‘West Memphis 3’ plead guilty to murders to win freedom

JONESBORO, Ark. — Three men convicted in the nightmarish slayings of three Cub Scouts went free Friday, nearly two decades after they were sent to prison in a case so gruesome it raised suspicions the children had been sacrificed in a Satanic ritual.

Doubts about the evidence against the trio had persisted for years and threatened to force prosecutors to put on a second trial in 2012.

Instead, the so-called West Memphis Three were permitted to plead guilty to murder in exchange for time served, ending a long long-running legal battle that had raised questions about DNA and witnesses — and attracted support from celebrities such as Johnny Depp and Eddie Vedder.

Damien Echols, Jason Baldwin and Jessie Misskelley entered the pleas under a legal provision that allowed them to maintain their innocence while acknowledging prosecutors have enough evidence to convict them.

“Although I am innocent, this plea is in my best interest,” Misskelley said.

Echols had been on Arkansas’ death row and in 1994 came within three weeks of execution. All three men were placed on 10 years’ unsupervised probation. If they re-offend, they could be sent back to prison for 21 years.

Prosecutor Scott Ellington said it would be “practically impossible after 18 years to put on a proper trial in this case. I believe this case is closed, and there are no other individuals involved.”

The victims’ families were notified about the pact ahead of time but were not asked to approve it.

After Friday’s hearing, Baldwin told reporters that he had been reluctant to plead guilty to crimes he didn’t commit. But he agreed to the deal to get Echols off death row.

“That’s not justice, however you look at it,” he said.

Echols thanked Baldwin and called his release “overwhelming.”

“It’s not perfect,” he said of the arrangement. “It’s not perfect by any means. But it at least brings closure to some areas and some aspects.”

He said the three would continue to work to clear their names.

Circuit Judge David Laser acknowledged the case was complex, and that both the victims’ families and the supporters of the three men had suffered. He said Friday’s deal would serve justice “the best we can.”

“I don’t think it will make the pain go away,” Laser said.

Data provided:
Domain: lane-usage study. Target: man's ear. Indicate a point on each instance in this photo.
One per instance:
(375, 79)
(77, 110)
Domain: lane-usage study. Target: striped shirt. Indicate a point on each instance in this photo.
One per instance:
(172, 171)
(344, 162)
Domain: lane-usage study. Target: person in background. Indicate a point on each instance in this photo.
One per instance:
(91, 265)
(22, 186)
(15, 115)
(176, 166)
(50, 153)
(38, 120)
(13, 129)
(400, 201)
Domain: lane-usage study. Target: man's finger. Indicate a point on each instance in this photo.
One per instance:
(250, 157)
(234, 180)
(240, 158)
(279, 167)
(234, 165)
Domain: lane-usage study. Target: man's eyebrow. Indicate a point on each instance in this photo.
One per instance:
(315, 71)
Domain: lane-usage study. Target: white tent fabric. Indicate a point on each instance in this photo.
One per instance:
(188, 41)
==
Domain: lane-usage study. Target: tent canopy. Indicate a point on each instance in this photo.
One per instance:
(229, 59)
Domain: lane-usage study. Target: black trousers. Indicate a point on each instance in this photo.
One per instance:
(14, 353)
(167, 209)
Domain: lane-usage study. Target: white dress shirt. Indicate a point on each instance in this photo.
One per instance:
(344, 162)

Aim of the task:
Can you rewrite the part of the article on the West Memphis 3 guilty pleas starting with "Instead, the so-called" and going on through "and Eddie Vedder.", renaming "West Memphis Three" as "West Memphis 3"? These records come from a separate source.

Task answer:
Instead, the so-called West Memphis 3 were permitted to plead guilty to murder in exchange for time served, ending a long long-running legal battle that had raised questions about DNA and witnesses — and attracted support from celebrities such as Johnny Depp and Eddie Vedder.